--- Information supplied ---
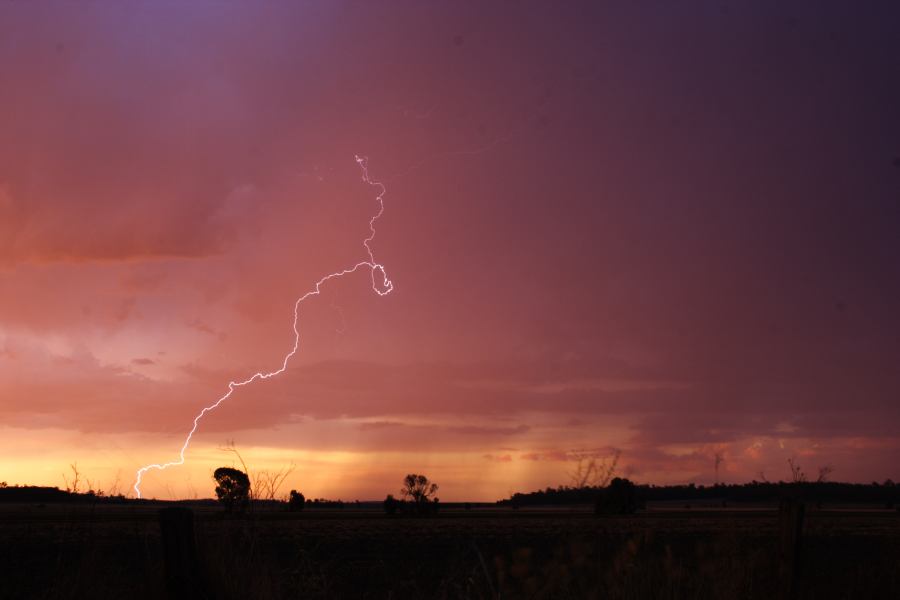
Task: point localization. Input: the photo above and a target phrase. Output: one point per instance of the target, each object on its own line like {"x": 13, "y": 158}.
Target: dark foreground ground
{"x": 66, "y": 551}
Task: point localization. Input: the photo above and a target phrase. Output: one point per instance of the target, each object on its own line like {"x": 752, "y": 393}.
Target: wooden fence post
{"x": 790, "y": 527}
{"x": 180, "y": 554}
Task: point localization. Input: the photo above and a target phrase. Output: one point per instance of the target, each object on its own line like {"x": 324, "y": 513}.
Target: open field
{"x": 106, "y": 551}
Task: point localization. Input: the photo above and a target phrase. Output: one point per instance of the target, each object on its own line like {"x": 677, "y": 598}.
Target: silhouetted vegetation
{"x": 296, "y": 501}
{"x": 232, "y": 488}
{"x": 618, "y": 498}
{"x": 818, "y": 492}
{"x": 419, "y": 492}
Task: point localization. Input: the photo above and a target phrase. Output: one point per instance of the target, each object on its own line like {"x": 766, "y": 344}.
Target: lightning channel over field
{"x": 382, "y": 288}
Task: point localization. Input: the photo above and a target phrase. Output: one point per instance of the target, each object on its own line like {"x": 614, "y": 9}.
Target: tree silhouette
{"x": 420, "y": 491}
{"x": 618, "y": 498}
{"x": 232, "y": 488}
{"x": 296, "y": 502}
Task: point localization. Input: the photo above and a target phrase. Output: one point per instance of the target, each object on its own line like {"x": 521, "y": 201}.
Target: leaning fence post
{"x": 180, "y": 553}
{"x": 790, "y": 527}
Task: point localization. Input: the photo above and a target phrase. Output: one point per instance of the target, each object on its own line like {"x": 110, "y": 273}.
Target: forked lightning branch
{"x": 376, "y": 270}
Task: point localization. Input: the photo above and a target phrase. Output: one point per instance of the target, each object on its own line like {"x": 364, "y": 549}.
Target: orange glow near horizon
{"x": 638, "y": 245}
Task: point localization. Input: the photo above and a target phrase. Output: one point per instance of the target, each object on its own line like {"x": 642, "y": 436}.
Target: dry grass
{"x": 114, "y": 552}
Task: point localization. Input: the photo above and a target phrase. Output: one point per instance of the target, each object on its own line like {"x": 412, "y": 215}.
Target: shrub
{"x": 296, "y": 502}
{"x": 232, "y": 488}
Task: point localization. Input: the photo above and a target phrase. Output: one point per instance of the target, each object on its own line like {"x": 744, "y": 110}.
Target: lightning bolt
{"x": 385, "y": 288}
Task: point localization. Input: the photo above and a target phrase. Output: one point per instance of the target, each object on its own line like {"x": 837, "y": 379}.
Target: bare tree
{"x": 230, "y": 447}
{"x": 592, "y": 470}
{"x": 418, "y": 489}
{"x": 267, "y": 483}
{"x": 824, "y": 472}
{"x": 797, "y": 474}
{"x": 115, "y": 485}
{"x": 74, "y": 486}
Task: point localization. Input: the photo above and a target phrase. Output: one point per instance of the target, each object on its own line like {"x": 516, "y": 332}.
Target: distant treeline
{"x": 30, "y": 493}
{"x": 887, "y": 493}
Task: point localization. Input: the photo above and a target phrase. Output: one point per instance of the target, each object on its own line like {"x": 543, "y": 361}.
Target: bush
{"x": 232, "y": 488}
{"x": 618, "y": 498}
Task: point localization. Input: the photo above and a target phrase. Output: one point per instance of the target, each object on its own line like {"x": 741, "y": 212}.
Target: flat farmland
{"x": 115, "y": 551}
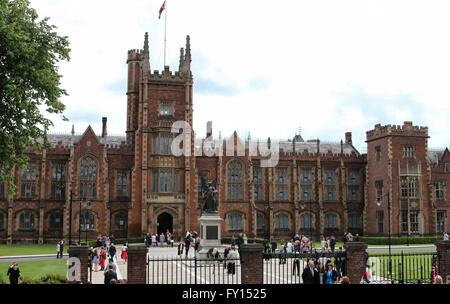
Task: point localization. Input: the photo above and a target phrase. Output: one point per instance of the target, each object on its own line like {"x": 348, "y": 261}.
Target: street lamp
{"x": 389, "y": 231}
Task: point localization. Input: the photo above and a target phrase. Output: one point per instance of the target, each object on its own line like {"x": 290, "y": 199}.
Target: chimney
{"x": 209, "y": 129}
{"x": 348, "y": 138}
{"x": 104, "y": 132}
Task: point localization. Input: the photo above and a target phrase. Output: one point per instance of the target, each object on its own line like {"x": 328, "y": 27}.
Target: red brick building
{"x": 136, "y": 184}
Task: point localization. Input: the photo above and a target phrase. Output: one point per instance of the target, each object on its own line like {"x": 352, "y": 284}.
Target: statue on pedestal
{"x": 210, "y": 198}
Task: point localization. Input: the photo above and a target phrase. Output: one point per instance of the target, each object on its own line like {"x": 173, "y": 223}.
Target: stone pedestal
{"x": 209, "y": 234}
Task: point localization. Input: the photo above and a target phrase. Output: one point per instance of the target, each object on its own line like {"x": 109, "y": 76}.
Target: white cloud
{"x": 308, "y": 55}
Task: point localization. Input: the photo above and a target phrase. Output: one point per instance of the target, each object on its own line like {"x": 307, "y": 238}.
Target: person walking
{"x": 58, "y": 246}
{"x": 310, "y": 274}
{"x": 331, "y": 275}
{"x": 110, "y": 274}
{"x": 124, "y": 253}
{"x": 14, "y": 274}
{"x": 95, "y": 260}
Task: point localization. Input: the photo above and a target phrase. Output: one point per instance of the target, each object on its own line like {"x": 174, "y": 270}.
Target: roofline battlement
{"x": 407, "y": 129}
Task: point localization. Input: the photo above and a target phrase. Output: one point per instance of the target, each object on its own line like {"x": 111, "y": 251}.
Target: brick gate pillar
{"x": 82, "y": 254}
{"x": 137, "y": 264}
{"x": 356, "y": 260}
{"x": 443, "y": 250}
{"x": 252, "y": 263}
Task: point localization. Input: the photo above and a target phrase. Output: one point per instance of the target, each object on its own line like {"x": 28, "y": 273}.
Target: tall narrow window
{"x": 440, "y": 221}
{"x": 122, "y": 184}
{"x": 330, "y": 221}
{"x": 88, "y": 178}
{"x": 439, "y": 186}
{"x": 281, "y": 184}
{"x": 330, "y": 185}
{"x": 28, "y": 188}
{"x": 58, "y": 180}
{"x": 306, "y": 184}
{"x": 235, "y": 190}
{"x": 380, "y": 220}
{"x": 257, "y": 183}
{"x": 281, "y": 222}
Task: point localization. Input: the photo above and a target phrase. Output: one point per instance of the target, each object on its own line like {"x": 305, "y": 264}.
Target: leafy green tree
{"x": 30, "y": 51}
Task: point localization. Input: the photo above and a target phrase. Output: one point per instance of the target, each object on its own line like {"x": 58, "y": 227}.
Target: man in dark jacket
{"x": 109, "y": 275}
{"x": 112, "y": 251}
{"x": 310, "y": 274}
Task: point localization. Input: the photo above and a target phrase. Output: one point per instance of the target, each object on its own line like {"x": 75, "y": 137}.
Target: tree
{"x": 30, "y": 51}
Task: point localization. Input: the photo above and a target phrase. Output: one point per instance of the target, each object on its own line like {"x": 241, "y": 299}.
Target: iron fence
{"x": 287, "y": 268}
{"x": 403, "y": 268}
{"x": 180, "y": 270}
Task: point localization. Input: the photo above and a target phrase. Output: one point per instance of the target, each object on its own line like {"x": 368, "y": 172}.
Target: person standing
{"x": 58, "y": 246}
{"x": 310, "y": 274}
{"x": 14, "y": 274}
{"x": 61, "y": 248}
{"x": 124, "y": 253}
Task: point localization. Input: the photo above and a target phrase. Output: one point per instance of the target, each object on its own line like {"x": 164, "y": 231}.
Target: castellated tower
{"x": 160, "y": 199}
{"x": 397, "y": 164}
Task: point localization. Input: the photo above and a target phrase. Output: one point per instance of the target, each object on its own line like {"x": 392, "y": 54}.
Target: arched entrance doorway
{"x": 165, "y": 221}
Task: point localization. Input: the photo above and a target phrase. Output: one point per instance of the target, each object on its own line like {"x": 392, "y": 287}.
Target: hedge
{"x": 399, "y": 240}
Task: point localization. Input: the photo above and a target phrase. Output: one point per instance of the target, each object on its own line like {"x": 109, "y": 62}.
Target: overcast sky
{"x": 266, "y": 67}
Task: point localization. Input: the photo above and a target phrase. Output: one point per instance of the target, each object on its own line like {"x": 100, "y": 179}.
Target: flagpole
{"x": 165, "y": 29}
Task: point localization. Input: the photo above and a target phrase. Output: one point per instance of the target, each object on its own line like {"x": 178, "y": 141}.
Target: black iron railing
{"x": 287, "y": 268}
{"x": 406, "y": 267}
{"x": 179, "y": 270}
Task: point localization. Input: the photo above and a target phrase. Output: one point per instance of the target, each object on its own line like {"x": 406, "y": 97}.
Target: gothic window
{"x": 440, "y": 221}
{"x": 26, "y": 220}
{"x": 354, "y": 221}
{"x": 87, "y": 220}
{"x": 161, "y": 144}
{"x": 380, "y": 221}
{"x": 56, "y": 220}
{"x": 306, "y": 221}
{"x": 120, "y": 220}
{"x": 58, "y": 190}
{"x": 257, "y": 183}
{"x": 260, "y": 221}
{"x": 28, "y": 187}
{"x": 281, "y": 184}
{"x": 379, "y": 189}
{"x": 281, "y": 222}
{"x": 235, "y": 190}
{"x": 331, "y": 221}
{"x": 439, "y": 186}
{"x": 234, "y": 221}
{"x": 122, "y": 184}
{"x": 408, "y": 151}
{"x": 88, "y": 178}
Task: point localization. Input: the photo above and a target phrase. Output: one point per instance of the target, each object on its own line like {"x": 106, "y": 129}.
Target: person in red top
{"x": 102, "y": 258}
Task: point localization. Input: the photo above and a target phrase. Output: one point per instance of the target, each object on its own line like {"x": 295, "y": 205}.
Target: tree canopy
{"x": 30, "y": 50}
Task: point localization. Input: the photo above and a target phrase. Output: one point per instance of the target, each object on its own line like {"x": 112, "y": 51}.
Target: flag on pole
{"x": 163, "y": 7}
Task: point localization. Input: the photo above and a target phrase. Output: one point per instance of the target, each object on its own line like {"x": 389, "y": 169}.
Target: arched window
{"x": 234, "y": 221}
{"x": 26, "y": 220}
{"x": 88, "y": 178}
{"x": 260, "y": 221}
{"x": 87, "y": 220}
{"x": 235, "y": 181}
{"x": 331, "y": 221}
{"x": 354, "y": 221}
{"x": 2, "y": 221}
{"x": 56, "y": 220}
{"x": 306, "y": 221}
{"x": 281, "y": 222}
{"x": 120, "y": 221}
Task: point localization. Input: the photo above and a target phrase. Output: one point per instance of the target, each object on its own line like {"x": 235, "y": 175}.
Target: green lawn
{"x": 29, "y": 249}
{"x": 36, "y": 269}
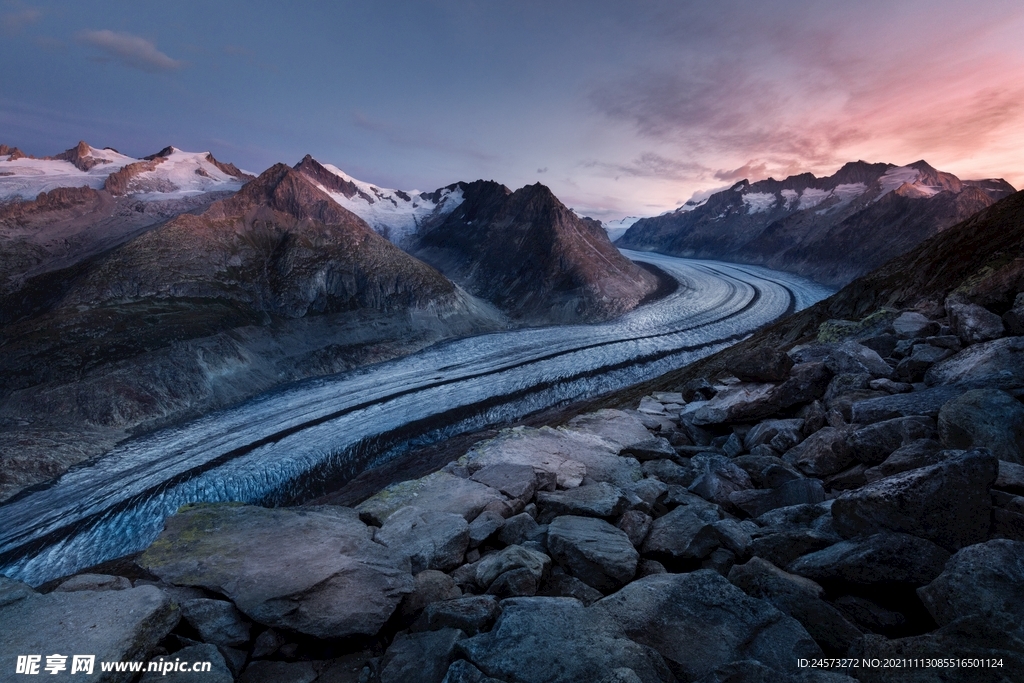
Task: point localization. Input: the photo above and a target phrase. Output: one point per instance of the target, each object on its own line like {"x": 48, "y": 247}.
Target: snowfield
{"x": 283, "y": 446}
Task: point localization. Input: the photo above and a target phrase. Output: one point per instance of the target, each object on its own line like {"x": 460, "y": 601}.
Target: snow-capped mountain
{"x": 833, "y": 228}
{"x": 393, "y": 213}
{"x": 616, "y": 228}
{"x": 168, "y": 174}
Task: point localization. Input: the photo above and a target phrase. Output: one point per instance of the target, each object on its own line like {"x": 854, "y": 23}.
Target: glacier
{"x": 295, "y": 442}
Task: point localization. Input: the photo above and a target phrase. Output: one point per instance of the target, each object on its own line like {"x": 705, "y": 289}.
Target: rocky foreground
{"x": 860, "y": 496}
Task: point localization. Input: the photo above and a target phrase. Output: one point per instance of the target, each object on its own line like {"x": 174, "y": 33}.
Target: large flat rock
{"x": 557, "y": 640}
{"x": 114, "y": 626}
{"x": 947, "y": 503}
{"x": 699, "y": 621}
{"x": 440, "y": 492}
{"x": 315, "y": 570}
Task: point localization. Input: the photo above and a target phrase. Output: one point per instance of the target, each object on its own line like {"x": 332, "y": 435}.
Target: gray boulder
---
- [Task details] Only the line containing "Target: snowfield" and the lines after it, through the end of the data, should be copied, exactly as they are.

- [The answer]
Target: snowfield
{"x": 283, "y": 446}
Task: point localization. Input: the photo above and a target phrase. Output: one point per instance of the target, each object on its own line like {"x": 460, "y": 601}.
Target: snow-capped mountain
{"x": 833, "y": 228}
{"x": 393, "y": 213}
{"x": 616, "y": 228}
{"x": 168, "y": 174}
Task: point localization. Input: the photo above and a target phrase. Output: one point per instance of the target, each object on its own line like {"x": 854, "y": 23}.
Target: glacier
{"x": 295, "y": 442}
Task: point localization. Input: the photo above and a target phrase. Output: one point per instance of the target, each object on its own line like {"x": 705, "y": 289}.
Target: rocky foreground
{"x": 860, "y": 496}
Task: point localization. Input: the photo above and a target phrase. Output: one point per instance of the target, each object on its own line like {"x": 174, "y": 33}.
Target: large flat rock
{"x": 557, "y": 640}
{"x": 114, "y": 626}
{"x": 947, "y": 503}
{"x": 699, "y": 621}
{"x": 440, "y": 492}
{"x": 315, "y": 570}
Task: point localization. Input: the photo above and a target phrase. Output: one point per instance of the target, each object on its own line like {"x": 332, "y": 435}.
Target: gray boulder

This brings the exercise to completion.